- Text -
= = = = = = =

Demo Walkthrough · Quantum Cryptanalysis

Inside the Shor demo: what it takes to break an RSA key

Our interactive estimator turns a key size into four numbers — logical qubits, gate operations, physical qubits, runtime — and the year hardware is projected to reach them. Here is what each number means, the scaling law behind it, and why the answer to “how big a quantum computer breaks RSA?” moved by 200× in six years.

We built an interactive Shor estimator to answer one deceptively simple question: when does your RSA key break? Type in a key size, or paste a real public key, and the tool prints the quantum resources Shor’s algorithm needs to factor it, along with the year public hardware roadmaps are projected to get there. This note opens the hood. Every number the demo prints rests on a published resource estimate and a short scaling law, and understanding those laws is the difference between a scary headline and an engineering forecast.

If you have not tried it yet, do that first — the rest of this piece is a guided tour of what you will see.

Open the Shor demo  →

What the tool asks, and what it answers

The left side of the demo takes three inputs. A key size — one of the presets (1024, 2048, 3072, 4096) or any value from 256 to 16,384 bits. Optionally, a real public key pasted into the box: an OpenSSH ssh-rsa AAAA… line, a PEM -----BEGIN PUBLIC KEY----- block, or a raw hexadecimal modulus. And an error-correction scheme: surface code or quantum LDPC. Press Run estimate and the terminal on the right fills in.

For RSA-2048 with the surface-code assumption, the output reads like this:

rsa-break-estimator — jos-quantum.de
jos@quantum:~$ rsa-break --bits 2048 --ec surface

  target            RSA-2048        (2048-bit modulus)
  algorithm         Shor · Gidney–Ekerå compilation

  logical qubits    ~6,190          (≈ 3n)
  Toffoli gates     ~2.6 × 10ⁿ      (≈ 0.3 n³ · 10ⁿ–10¹⁰ ops)
  physical qubits   ~20,000,000     (surface code · 2019)

= = = = = = =

- Problem statement -
Copy out the passage of the Shor demo walkthrough word for word, starting at "The left side" and ending at "n³ · 10ⁿ–10¹⁰ ops)".

- Supplied information -
= = = = = = =

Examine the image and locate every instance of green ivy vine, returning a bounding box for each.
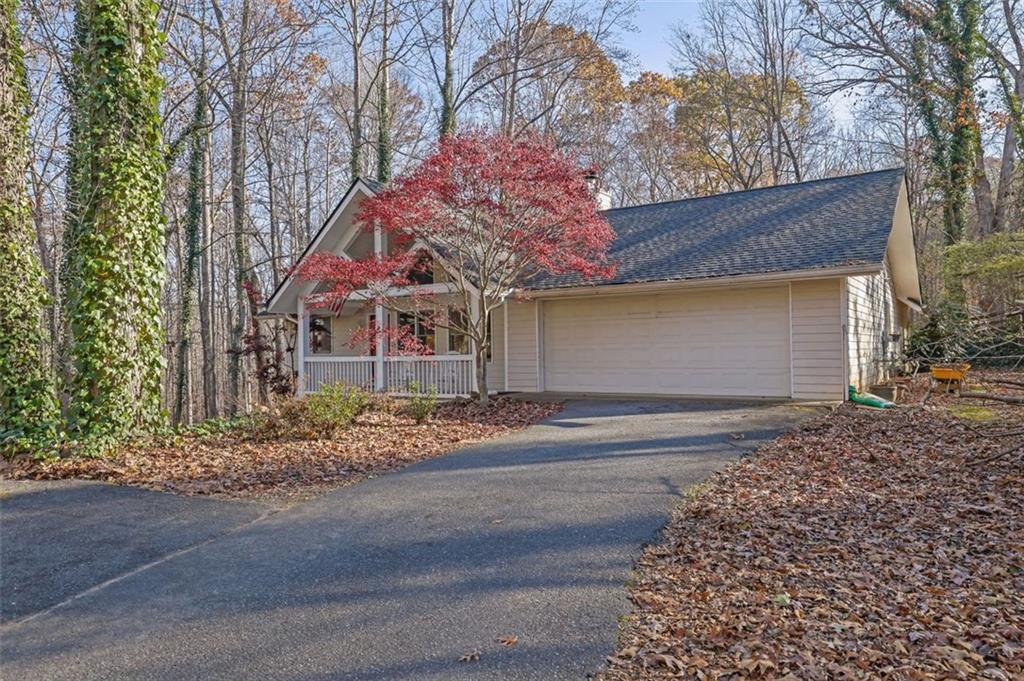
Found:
[0,0,58,454]
[66,0,165,445]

= = = = = = =

- Result -
The left side of the demo takes three inputs. A key size — one of the presets (1024, 2048, 3072, 4096) or any value from 256 to 16,384 bits. Optionally, a real public key pasted into the box: an OpenSSH ssh-rsa AAAA… line, a PEM -----BEGIN PUBLIC KEY----- block, or a raw hexadecimal modulus. And an error-correction scheme: surface code or quantum LDPC. Press Run estimate and the terminal on the right fills in.

For RSA-2048 with the surface-code assumption, the output reads like this:

rsa-break-estimator — jos-quantum.de
jos@quantum:~$ rsa-break --bits 2048 --ec surface

  target            RSA-2048        (2048-bit modulus)
  algorithm         Shor · Gidney–Ekerå compilation

  logical qubits    ~6,190          (≈ 3n)
  Toffoli gates     ~2.6 × 10ⁿ      (≈ 0.3 n³ · 10ⁿ–10¹⁰ ops)